→ **QUESTIONS**:
(A) In the Homeland Security text, copy everything from "Less well known" down to "until recent months.", substituting "agency" for each occurrence of "department".
(B) Continue the Homeland Security text, starting after its final sentence.
GIVEN PASSAGE section start
As its leadership changes for the first time, the Department of Homeland Security remains hampered by personality conflicts, bureaucratic bottlenecks and an atmosphere of demoralization, undermining its ability to protect the nation against terrorist attack, according to current and former administration officials and independent experts.

Although the 22-month-old department has vast powers over the lives of travelers, immigrants and citizens, it remains a second-tier agency in the clout it commands within President Bush's Cabinet, the officials said. Pockets of dysfunction are scattered throughout the 180,000-employee agency, they said.

There is wide consensus that the agency has made important strides in a number of areas, including establishing high-speed communications links with state and local authorities, researching sensors to detect explosives and biopathogens, and addressing vulnerabilities in the nation's aviation system. Its weaknesses, including scant progress in protecting thousands of U.S. chemical plants, rail yards and other elements of the nation's critical infrastructure, have received considerable public attention as well.

Less well known is the role that turf battles, personal animosities and bureaucratic hesitancy have played in limiting the headway made by the infant department, an amalgam of 22 federal agencies that Congress merged after the Sept. 11, 2001, attacks, officials said.

• The department made little progress protecting infrastructure because officials spent much of their time on detailed strategic plans for that task and believed they were technically prohibited by law from spending money on most such efforts. Others in government disagreed, and DHS officials did not reword the technical legal language until recent months.

• Two arms of the department gridlocked over efforts to secure hazardous chemicals on trains -- one of Congress's most feared terrorist-attack scenarios.

• Lengthy delays in deciding which agency would take the lead in tracking people and cargo at U.S. ports of entry resulted from similar disputes. Efforts to develop tamper-proof shipping containers were among the initiatives stalled.

• The department's investigative arm, Immigration and Customs Enforcement (ICE), has operated under severe financial crisis for more than a year -- to the point that use of agency vehicles and photocopying were at times banned. The problem stems from funding disputes with other DHS agencies.

Richard A. Falkenrath, who until last May was Bush's deputy homeland security adviser, said many officials at the department were so inexperienced in grasping the levers of power in Washington, and so bashful about trying, that they failed to make progress on some fronts.

"The department has accomplished a great deal in immensely difficult circumstances, but it could have accomplished even more if it had had more aggressive and experienced staff," said Falkenrath, now a fellow at the Brookings Institution. "It would have done better if it had been less timid, less insular and less worried about facing down internal and external opposition."
 
Why would a turf war be a surprise?

In govt. service the way to get promoted is NOT to do the job efficiently.. but to have more people working for you.

Any transfer of responsibility means a transfer of workers... and therefore a loss of the chance to advance your carreer.
GIVEN PASSAGE section end
EXCERPTED DATA section start
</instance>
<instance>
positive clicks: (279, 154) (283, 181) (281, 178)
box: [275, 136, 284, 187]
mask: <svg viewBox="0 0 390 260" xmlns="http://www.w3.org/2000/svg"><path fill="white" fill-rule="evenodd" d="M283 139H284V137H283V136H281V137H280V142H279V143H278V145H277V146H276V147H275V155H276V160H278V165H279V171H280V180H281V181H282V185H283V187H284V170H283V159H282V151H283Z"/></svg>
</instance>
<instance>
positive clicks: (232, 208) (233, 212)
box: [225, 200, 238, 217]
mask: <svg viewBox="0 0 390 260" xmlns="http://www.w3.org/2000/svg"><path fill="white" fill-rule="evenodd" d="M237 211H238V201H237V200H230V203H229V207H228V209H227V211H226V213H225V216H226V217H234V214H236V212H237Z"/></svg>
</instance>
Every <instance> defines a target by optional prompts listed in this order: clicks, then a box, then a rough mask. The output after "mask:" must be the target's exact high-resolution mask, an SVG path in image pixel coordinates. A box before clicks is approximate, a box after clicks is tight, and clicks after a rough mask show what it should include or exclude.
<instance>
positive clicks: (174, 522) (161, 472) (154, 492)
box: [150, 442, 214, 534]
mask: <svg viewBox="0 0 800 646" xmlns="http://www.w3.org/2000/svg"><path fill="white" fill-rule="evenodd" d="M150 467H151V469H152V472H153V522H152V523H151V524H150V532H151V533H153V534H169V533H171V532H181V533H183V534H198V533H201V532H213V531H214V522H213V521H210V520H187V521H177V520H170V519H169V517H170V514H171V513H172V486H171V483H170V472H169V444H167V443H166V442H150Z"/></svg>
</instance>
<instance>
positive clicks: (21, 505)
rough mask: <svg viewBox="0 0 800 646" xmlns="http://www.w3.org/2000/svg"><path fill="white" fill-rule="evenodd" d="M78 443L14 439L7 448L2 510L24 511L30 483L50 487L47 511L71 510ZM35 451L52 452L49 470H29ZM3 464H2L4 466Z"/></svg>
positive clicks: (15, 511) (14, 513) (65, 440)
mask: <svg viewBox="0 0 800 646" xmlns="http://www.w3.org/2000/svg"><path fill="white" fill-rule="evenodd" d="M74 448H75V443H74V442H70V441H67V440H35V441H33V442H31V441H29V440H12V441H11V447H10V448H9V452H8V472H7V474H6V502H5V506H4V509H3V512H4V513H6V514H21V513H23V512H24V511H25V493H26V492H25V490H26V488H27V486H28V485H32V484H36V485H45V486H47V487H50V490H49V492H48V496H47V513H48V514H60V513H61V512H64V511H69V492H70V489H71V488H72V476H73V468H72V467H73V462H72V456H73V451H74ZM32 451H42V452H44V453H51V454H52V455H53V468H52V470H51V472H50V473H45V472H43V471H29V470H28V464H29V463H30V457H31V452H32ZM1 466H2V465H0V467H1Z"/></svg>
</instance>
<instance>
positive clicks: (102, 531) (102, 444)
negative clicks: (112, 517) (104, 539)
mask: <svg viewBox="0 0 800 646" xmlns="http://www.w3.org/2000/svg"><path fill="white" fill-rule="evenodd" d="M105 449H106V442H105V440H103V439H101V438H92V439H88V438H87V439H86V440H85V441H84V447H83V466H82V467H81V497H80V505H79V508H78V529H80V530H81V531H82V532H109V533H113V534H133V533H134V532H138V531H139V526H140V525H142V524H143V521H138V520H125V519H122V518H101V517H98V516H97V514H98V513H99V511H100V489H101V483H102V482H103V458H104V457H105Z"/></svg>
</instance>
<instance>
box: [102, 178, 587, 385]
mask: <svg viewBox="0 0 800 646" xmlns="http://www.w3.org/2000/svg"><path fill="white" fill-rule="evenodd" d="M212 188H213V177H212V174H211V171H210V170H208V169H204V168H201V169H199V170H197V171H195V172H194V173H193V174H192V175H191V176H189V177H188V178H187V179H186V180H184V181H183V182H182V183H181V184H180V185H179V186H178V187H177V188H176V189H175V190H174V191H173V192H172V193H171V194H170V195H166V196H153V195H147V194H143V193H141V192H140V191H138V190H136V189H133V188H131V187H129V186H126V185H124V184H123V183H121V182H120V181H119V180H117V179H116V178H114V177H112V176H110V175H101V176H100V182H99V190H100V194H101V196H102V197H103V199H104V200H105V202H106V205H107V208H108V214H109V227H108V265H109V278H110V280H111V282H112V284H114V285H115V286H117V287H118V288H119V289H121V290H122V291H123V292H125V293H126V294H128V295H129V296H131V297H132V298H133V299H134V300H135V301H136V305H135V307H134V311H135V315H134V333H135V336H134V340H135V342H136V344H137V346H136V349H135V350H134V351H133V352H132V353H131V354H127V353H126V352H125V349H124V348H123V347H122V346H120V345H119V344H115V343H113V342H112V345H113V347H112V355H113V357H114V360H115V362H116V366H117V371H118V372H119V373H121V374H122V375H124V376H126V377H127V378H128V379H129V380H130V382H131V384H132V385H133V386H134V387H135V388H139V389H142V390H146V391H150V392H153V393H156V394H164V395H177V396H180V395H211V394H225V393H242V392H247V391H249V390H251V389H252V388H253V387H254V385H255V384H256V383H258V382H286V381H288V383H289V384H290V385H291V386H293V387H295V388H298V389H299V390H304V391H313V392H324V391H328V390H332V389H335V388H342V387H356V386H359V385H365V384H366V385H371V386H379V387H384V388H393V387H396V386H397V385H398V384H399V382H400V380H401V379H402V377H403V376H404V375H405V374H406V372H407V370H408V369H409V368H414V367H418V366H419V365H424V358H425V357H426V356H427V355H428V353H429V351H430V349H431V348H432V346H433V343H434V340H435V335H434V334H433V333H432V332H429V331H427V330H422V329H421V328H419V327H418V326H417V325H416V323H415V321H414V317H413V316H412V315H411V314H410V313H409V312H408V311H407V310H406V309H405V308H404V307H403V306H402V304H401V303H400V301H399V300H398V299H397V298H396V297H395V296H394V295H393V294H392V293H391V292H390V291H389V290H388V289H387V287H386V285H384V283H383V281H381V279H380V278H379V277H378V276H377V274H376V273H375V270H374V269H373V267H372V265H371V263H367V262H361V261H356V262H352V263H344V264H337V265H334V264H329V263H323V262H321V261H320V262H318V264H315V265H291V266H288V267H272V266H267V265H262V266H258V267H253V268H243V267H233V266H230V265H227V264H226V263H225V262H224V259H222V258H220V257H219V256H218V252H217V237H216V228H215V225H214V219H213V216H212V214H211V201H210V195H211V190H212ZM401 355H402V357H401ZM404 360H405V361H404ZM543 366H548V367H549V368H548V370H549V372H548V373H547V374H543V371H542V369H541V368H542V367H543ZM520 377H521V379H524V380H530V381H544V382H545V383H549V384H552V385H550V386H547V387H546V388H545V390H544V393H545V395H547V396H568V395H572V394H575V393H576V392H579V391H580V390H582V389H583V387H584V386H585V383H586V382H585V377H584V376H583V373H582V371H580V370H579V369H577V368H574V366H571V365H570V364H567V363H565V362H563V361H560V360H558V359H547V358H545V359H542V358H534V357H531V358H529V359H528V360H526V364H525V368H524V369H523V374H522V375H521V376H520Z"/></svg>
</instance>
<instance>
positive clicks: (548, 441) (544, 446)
EXCERPTED DATA section end
→ **YOUR WRITTEN ANSWERS**:
(A)
Less well known is the role that turf battles, personal animosities and bureaucratic hesitancy have played in limiting the headway made by the infant agency, an amalgam of 22 federal agencies that Congress merged after the Sept. 11, 2001, attacks, officials said.

• The agency made little progress protecting infrastructure because officials spent much of their time on detailed strategic plans for that task and believed they were technically prohibited by law from spending money on most such efforts. Others in government disagreed, and DHS officials did not reword the technical legal language until recent months.

(B)
There will always be turf wars
 
The problem with terrorists, is that nothing is out of bounds and thus everything is a target. If you find a specific weakness and move to eleminate it, the terrorists simply shift focus to something else. Their major focus isn't strategic damage, but publicity. A high body count will aid in the publicity field, but a spectacular attack without a high body count is just as desireable.

Because homeland security takes blanket responisibility for all possible domestic targets, it stands to reason it will come into conflict with other agencies. The miracle is when they get something done, not when they fail.
 
I'm nostalgic for color-coded terror alerts. And those TV commercials with the angels watching over the family as they stocked up on canned goods.

I envision an ordinary-looking gov't workplace, but with cardboard boxes of duct tape, tarpaulins and canned food blocking the aisles.
 
I've stocked up on canned goods, medical supplies, woolen items, lots of things. I figure one of these days I'll read in the paper that I live in a "compound." That'll be the end of that. If you live in a compound, you're either the Kennedys or you're toast.
 
Here at the Decaying Jungle Compound we take exception to that.
 
shereads said:
I'm nostalgic for color-coded terror alerts. And those TV commercials with the angels watching over the family as they stocked up on canned goods.

I envision an ordinary-looking gov't workplace, but with cardboard boxes of duct tape, tarpaulins and canned food blocking the aisles.

They would have plenty of forms and questionnaires - 'Have terrorists affected your enjoyment of daytime TV? State how, when and whether your lifestyle was threatened.' - but NO toilet paper and no contingency plan when the sewage system was clogged with questionnaires.

Og
 
oggbashan said:
They would have plenty of forms and questionnaires - 'Have terrorists affected your enjoyment of daytime TV? State how, when and whether your lifestyle was threatened.' - but NO toilet paper and no contingency plan when the sewage system was clogged with questionnaires.

Og

You've toured their offices? That's just how I imagined them.

It's a shame I can't share the TV commercials with you. I don't even know other Americans who saw them. Maybe Florida is special. There was one made for hispanic TV that truly did show angels - I believe they were the family's abuela and abuelo, an older couple with wings - hovering over a city and talking about how happy they were that their loved ones were preparing to keep themselves safe in the event of a terrorist attack. (Cut to scenes of kids and mom in supermarket, buying canned goods.)

I remember the commercials because they coincided with a local news story about some Cuban boat people who had come ashore undetected at Key West, and turned themselves in to INS but only after spending the day touring the area, seeing the tourist hang-outs etc. And I was thinking, "Golly. Shouldn't Homeland Security see what they can do about securing our borders instead of having ad agency reviews and making TV commercials about wtf? Canned foods? What good will some canned foods do me if Team Osama paddles ashore at Biscayne Bay?"

Does anyone wonder what we might have done with the $200 billion and change from Iraq, toward making our borders, seaports, train stations and airports more secure?

I used to think the duct-tape industry was wielding too much influence, but I had forgotten about the canned foods industry. There was no duct tape in the angel commercials.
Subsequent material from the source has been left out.